§ EXCERPTED DATA

----

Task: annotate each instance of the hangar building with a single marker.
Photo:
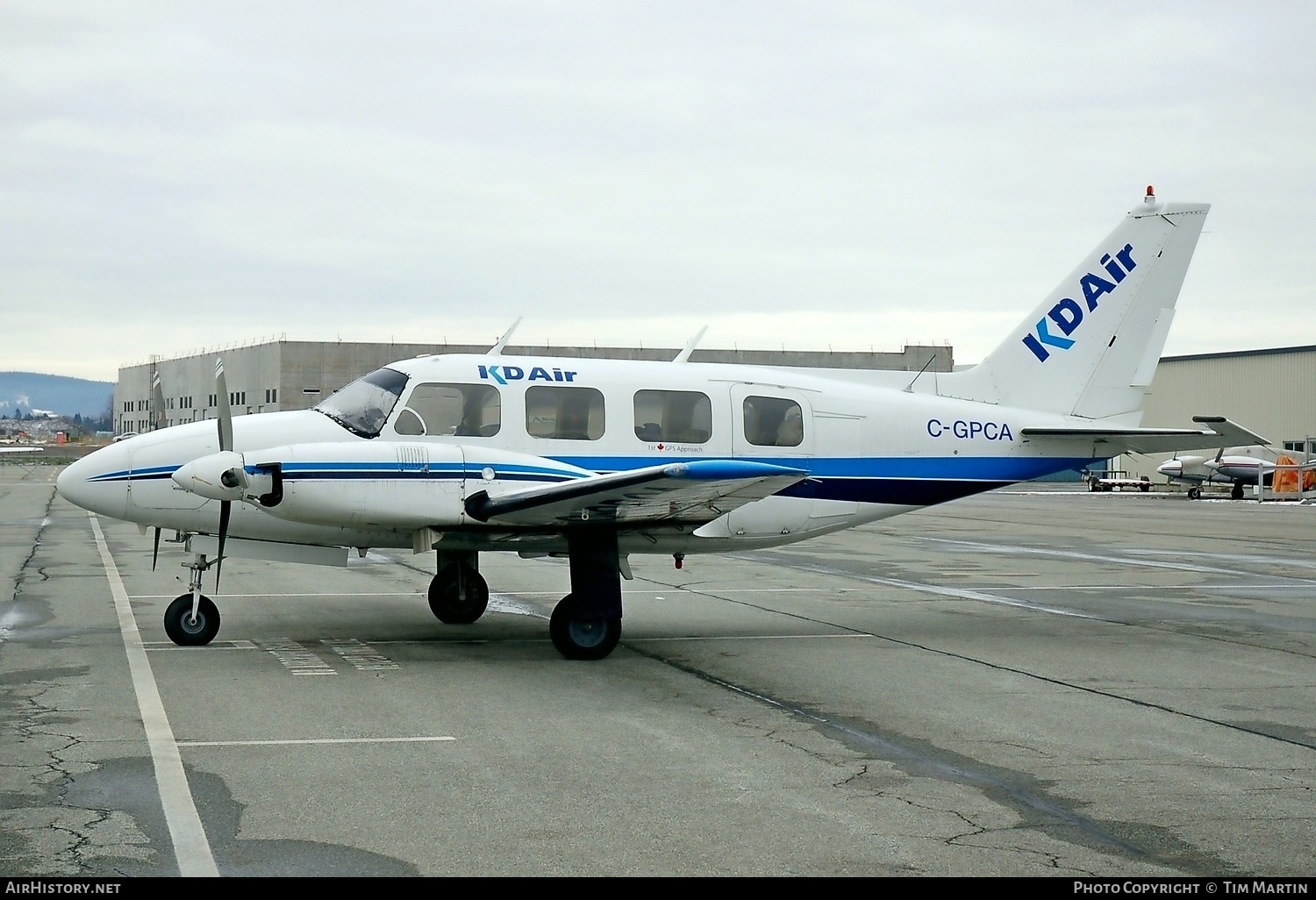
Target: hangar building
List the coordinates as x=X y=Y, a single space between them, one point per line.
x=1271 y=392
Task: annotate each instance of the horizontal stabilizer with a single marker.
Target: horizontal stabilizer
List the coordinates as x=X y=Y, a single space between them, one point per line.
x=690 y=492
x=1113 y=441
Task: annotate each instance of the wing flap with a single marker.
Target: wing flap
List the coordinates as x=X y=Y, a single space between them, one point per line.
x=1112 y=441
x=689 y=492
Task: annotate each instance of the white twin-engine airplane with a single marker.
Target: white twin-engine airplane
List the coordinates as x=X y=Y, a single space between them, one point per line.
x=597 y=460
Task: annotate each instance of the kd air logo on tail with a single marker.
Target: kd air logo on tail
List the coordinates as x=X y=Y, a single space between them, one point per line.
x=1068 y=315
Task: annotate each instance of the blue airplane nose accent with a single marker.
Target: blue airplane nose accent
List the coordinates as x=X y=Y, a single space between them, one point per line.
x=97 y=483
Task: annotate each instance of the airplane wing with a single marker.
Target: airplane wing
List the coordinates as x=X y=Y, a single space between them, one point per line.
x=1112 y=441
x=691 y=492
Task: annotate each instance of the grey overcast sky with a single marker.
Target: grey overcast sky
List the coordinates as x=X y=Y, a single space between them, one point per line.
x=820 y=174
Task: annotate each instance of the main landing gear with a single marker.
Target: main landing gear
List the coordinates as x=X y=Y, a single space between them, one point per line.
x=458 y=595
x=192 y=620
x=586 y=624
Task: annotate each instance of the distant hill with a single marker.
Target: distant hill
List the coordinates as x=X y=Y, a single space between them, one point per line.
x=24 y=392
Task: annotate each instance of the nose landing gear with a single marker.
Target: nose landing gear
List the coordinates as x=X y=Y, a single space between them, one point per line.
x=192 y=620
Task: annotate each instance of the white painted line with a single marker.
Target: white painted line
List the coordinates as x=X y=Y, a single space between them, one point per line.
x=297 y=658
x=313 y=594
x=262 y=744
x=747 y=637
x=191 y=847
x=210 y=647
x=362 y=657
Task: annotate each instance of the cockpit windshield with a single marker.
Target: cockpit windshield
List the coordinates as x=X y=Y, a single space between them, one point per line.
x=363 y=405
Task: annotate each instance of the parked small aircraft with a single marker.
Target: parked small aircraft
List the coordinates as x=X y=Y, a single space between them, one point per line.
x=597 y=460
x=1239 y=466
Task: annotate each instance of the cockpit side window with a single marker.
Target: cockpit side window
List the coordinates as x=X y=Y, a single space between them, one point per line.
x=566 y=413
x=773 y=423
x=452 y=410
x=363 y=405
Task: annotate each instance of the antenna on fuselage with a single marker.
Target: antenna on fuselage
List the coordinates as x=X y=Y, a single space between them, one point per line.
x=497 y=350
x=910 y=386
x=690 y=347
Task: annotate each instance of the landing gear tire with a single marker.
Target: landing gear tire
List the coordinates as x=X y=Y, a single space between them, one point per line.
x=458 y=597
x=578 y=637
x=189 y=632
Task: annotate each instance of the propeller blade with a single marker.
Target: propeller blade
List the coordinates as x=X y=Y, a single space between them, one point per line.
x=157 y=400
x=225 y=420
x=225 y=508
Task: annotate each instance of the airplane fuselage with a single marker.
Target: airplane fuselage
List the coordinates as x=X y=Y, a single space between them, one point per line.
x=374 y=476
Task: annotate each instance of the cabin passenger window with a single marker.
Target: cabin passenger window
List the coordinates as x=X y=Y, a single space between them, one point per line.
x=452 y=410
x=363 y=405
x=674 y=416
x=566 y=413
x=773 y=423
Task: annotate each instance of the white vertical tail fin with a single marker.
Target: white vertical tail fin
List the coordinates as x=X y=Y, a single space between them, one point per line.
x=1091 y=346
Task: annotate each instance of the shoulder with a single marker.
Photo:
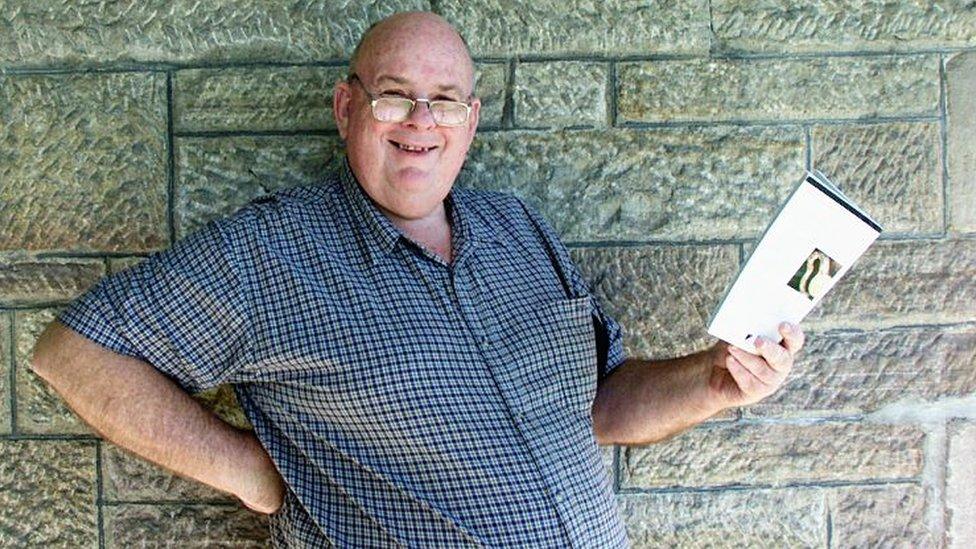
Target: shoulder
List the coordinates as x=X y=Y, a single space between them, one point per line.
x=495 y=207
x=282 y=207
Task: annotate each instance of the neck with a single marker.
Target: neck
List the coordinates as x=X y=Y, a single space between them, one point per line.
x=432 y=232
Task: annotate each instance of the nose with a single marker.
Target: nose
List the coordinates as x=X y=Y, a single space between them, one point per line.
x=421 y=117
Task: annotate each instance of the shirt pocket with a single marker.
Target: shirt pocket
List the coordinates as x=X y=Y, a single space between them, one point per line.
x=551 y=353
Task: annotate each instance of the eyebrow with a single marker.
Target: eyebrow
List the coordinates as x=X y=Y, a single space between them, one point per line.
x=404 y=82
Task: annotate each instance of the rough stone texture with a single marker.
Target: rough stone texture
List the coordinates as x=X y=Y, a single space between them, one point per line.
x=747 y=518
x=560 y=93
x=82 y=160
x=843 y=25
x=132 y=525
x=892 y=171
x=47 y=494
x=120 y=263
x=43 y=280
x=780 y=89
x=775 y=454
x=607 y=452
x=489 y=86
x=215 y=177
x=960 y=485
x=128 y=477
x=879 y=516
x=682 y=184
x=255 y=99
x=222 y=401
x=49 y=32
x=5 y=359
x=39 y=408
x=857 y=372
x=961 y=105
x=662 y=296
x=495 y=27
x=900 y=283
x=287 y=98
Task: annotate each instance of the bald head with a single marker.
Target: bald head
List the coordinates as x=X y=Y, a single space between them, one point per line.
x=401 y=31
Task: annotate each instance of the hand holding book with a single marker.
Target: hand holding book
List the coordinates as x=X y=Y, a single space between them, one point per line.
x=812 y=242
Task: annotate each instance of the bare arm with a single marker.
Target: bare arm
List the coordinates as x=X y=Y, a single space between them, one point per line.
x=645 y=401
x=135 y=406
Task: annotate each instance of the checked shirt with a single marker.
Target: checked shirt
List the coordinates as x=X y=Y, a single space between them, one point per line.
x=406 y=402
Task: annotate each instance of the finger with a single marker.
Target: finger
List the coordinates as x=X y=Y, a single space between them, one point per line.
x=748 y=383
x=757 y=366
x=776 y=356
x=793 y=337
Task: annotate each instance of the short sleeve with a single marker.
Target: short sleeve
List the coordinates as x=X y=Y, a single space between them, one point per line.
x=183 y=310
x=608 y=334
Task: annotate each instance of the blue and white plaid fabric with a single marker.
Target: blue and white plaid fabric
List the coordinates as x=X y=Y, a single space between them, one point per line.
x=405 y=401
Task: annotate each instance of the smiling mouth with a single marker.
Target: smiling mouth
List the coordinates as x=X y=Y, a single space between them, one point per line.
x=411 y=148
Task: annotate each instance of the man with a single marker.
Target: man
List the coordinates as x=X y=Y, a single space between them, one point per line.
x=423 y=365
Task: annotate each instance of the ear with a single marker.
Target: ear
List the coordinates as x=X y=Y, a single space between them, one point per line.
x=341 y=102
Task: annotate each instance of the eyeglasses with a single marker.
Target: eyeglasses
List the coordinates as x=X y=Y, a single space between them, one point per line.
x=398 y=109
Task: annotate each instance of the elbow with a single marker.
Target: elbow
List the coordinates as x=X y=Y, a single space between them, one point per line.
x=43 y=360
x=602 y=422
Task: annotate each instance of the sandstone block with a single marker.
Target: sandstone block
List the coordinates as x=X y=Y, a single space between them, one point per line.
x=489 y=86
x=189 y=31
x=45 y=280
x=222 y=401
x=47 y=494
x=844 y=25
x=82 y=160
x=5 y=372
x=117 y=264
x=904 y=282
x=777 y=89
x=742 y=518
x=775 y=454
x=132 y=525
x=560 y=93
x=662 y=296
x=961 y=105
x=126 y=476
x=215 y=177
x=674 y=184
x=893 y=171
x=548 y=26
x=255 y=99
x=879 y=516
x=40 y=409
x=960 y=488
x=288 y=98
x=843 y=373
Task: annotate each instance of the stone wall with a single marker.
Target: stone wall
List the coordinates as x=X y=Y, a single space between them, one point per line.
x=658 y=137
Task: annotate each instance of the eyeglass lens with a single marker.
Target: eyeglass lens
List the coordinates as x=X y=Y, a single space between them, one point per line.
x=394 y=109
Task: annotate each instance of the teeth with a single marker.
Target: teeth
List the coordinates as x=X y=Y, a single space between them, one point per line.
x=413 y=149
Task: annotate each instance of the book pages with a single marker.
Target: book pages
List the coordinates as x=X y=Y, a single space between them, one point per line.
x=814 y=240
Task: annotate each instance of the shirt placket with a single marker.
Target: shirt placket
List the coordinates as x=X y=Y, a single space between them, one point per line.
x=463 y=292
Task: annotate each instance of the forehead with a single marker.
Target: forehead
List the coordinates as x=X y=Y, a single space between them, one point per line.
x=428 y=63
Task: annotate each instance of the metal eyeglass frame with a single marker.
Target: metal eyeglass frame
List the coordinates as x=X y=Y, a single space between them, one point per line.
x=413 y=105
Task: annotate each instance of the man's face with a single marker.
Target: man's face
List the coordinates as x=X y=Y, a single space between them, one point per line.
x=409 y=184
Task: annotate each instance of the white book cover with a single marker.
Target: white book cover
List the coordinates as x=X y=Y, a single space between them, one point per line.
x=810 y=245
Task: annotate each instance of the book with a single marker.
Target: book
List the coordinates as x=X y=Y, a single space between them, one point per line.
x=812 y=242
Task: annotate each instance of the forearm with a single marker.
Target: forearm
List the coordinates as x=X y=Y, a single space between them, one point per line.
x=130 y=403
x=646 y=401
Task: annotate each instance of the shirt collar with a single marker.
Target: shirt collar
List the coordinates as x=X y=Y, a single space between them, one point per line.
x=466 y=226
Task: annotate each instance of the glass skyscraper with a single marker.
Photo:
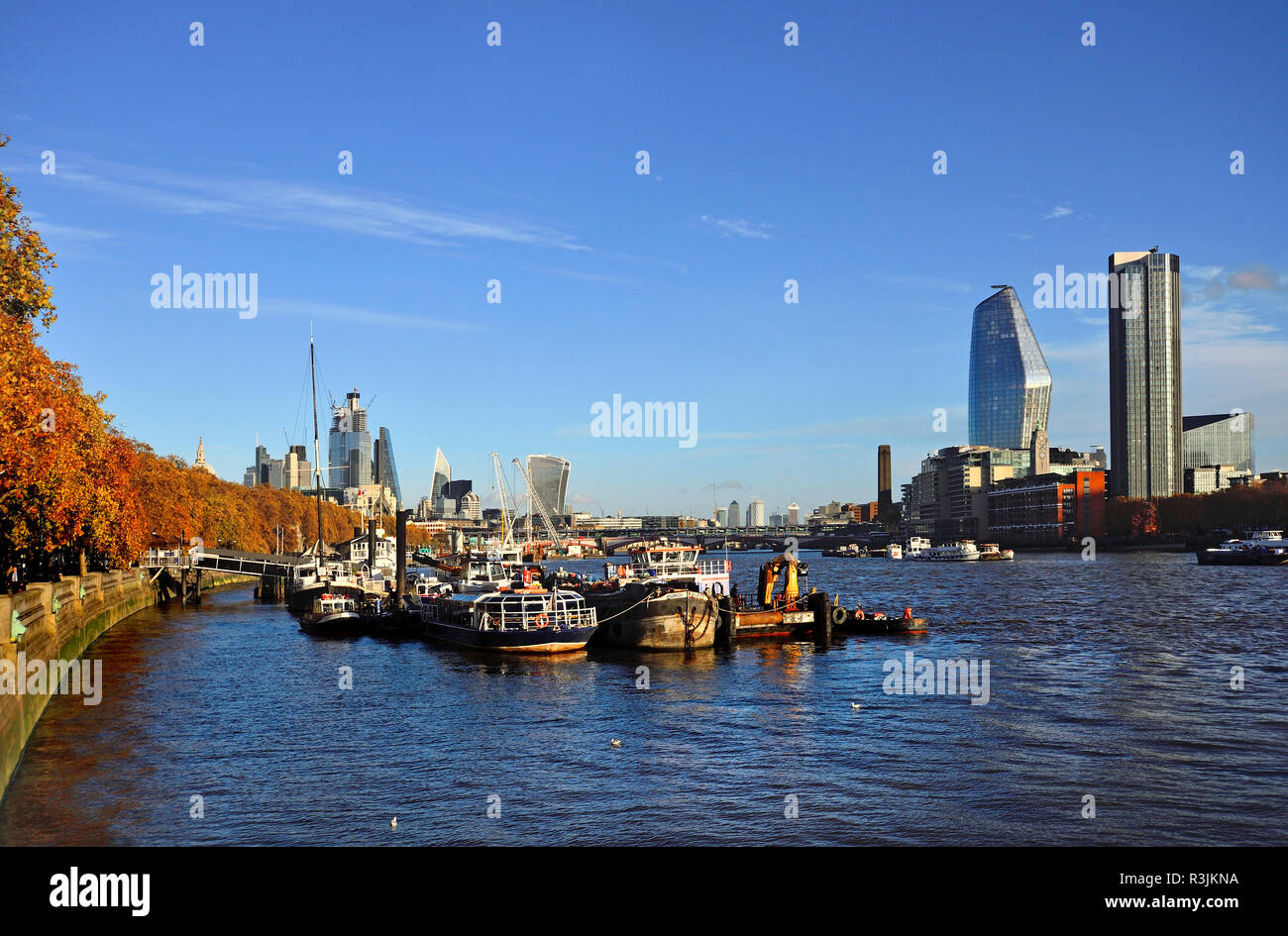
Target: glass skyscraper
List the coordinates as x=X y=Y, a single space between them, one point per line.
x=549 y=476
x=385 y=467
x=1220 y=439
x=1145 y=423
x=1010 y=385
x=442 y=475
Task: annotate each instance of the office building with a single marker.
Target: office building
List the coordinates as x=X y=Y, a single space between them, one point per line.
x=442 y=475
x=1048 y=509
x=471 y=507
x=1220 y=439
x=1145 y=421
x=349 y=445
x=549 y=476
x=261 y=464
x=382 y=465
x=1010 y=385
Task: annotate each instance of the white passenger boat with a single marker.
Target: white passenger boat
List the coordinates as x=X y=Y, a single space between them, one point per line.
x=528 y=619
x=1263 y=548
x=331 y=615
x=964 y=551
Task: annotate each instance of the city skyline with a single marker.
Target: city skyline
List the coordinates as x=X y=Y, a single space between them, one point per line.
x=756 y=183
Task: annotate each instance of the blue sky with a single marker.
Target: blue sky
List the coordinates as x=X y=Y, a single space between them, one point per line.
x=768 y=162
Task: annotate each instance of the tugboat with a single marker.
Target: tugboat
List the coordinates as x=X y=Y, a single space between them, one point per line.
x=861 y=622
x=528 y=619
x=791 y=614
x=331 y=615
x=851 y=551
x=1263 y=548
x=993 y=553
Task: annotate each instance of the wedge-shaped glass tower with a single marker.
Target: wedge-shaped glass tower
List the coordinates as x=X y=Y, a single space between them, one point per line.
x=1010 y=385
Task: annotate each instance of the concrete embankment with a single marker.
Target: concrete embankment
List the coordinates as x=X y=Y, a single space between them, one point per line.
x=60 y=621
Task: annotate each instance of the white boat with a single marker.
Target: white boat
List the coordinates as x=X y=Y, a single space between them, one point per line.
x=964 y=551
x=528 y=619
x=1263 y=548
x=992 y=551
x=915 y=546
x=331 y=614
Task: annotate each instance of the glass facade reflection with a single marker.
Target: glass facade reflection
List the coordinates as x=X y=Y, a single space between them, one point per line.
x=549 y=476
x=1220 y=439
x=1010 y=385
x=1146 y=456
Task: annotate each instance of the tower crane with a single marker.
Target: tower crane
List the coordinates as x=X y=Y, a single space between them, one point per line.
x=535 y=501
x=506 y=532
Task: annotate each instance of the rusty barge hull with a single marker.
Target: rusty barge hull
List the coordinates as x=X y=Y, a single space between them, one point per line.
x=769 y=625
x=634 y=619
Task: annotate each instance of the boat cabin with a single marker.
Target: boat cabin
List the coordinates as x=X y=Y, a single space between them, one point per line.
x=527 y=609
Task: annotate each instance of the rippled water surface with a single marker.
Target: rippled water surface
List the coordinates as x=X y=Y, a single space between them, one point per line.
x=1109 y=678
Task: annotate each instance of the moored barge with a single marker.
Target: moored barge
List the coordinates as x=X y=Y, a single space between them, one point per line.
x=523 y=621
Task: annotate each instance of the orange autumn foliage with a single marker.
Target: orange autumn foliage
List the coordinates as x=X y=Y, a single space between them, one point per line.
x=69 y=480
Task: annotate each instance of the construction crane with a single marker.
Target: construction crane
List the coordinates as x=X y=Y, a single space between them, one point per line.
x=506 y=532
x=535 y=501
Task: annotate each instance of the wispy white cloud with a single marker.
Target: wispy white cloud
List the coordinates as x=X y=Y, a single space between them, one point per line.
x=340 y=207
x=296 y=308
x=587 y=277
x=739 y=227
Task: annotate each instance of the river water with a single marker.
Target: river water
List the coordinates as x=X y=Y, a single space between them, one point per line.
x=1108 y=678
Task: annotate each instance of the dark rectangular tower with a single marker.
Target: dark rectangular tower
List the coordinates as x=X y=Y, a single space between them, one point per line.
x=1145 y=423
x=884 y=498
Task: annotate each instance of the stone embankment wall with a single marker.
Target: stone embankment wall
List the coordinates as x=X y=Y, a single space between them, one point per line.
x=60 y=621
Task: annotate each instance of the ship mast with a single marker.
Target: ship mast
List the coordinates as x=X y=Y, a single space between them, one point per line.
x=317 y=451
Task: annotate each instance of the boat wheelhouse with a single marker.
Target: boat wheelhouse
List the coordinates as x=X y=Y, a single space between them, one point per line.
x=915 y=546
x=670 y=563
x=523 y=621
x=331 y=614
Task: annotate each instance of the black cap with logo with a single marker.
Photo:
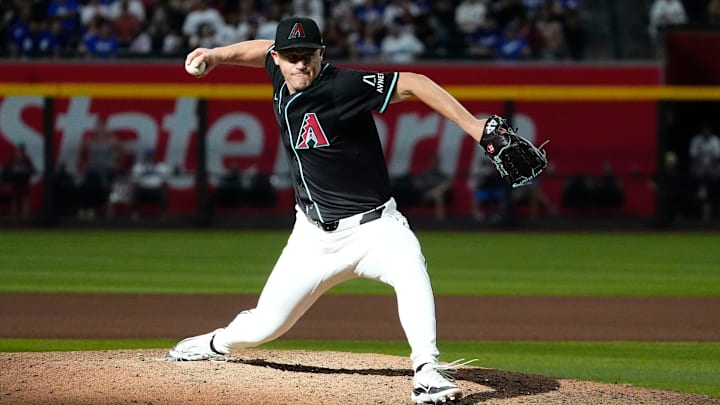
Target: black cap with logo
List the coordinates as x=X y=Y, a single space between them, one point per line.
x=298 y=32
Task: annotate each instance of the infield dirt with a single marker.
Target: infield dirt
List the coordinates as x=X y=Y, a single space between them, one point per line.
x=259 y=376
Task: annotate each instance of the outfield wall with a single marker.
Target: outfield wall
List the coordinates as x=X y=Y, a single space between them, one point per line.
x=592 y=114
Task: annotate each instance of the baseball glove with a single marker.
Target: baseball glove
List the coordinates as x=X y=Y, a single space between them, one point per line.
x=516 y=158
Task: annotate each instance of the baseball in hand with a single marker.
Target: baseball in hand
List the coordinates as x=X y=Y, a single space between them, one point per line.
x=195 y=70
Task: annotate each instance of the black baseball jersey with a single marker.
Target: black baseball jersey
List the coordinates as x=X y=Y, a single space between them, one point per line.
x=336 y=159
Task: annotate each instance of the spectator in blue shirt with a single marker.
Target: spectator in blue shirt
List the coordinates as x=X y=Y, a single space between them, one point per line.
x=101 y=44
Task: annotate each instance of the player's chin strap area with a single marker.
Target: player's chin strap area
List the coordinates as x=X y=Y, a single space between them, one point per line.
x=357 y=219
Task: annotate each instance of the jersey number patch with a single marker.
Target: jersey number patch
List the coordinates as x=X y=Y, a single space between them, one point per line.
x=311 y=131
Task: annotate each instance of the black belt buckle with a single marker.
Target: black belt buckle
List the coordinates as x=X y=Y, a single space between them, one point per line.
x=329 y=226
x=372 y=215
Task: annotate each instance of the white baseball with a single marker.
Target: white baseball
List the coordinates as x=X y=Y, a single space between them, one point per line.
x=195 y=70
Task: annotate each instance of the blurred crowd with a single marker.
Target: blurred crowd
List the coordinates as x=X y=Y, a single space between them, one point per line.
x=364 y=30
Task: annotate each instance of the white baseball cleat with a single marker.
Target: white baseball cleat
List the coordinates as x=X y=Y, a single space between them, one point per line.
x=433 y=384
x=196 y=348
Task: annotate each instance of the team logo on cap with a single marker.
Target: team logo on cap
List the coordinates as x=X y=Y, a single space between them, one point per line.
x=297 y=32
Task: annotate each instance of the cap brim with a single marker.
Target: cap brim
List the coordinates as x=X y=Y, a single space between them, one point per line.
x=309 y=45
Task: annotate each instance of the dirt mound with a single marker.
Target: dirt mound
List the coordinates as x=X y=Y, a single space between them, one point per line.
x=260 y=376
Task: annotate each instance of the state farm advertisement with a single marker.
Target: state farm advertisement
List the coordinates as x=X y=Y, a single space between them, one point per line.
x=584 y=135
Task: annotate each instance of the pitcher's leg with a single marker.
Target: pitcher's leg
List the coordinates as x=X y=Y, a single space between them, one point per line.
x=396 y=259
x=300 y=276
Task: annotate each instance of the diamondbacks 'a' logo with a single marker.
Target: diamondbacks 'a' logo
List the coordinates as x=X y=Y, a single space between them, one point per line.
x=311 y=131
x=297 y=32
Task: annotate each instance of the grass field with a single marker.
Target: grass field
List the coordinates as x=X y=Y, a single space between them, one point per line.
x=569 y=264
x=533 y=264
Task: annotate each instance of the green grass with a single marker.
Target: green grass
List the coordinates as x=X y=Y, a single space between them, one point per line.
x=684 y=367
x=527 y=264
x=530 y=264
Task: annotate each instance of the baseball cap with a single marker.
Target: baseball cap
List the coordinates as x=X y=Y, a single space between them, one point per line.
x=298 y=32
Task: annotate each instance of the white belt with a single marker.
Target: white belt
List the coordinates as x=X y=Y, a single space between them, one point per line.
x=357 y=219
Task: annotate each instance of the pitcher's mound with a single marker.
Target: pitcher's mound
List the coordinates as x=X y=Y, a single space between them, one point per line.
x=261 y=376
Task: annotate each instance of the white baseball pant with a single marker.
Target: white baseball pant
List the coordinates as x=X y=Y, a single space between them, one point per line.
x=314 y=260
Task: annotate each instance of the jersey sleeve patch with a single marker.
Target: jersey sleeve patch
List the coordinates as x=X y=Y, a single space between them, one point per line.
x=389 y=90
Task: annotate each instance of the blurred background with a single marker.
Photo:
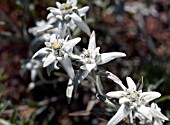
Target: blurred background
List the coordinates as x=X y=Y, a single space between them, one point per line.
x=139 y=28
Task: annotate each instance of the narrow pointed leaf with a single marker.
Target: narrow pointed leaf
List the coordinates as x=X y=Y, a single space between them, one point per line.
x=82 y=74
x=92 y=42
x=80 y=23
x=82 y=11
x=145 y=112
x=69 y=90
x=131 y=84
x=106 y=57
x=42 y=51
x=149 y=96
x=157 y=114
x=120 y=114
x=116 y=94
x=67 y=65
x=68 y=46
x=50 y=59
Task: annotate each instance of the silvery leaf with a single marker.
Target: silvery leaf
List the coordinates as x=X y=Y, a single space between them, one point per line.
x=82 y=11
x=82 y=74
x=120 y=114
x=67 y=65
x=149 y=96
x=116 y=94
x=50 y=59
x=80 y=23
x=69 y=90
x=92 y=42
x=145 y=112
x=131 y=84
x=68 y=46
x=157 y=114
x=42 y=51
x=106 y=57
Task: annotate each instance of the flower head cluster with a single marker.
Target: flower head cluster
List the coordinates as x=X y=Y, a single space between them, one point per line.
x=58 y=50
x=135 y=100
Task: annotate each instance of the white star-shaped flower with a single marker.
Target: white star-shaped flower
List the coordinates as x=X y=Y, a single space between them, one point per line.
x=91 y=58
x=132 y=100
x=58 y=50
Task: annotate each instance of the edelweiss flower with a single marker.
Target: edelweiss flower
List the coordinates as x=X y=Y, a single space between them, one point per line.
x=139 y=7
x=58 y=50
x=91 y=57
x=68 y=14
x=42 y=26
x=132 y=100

----

§ EXERCISE INSTRUCTIONS
Among the lines above, find those that contain the word "office" and copy them.

§ WRITTEN RESPONSE
Task: annotate each instance of the office building with a single marker.
Target: office building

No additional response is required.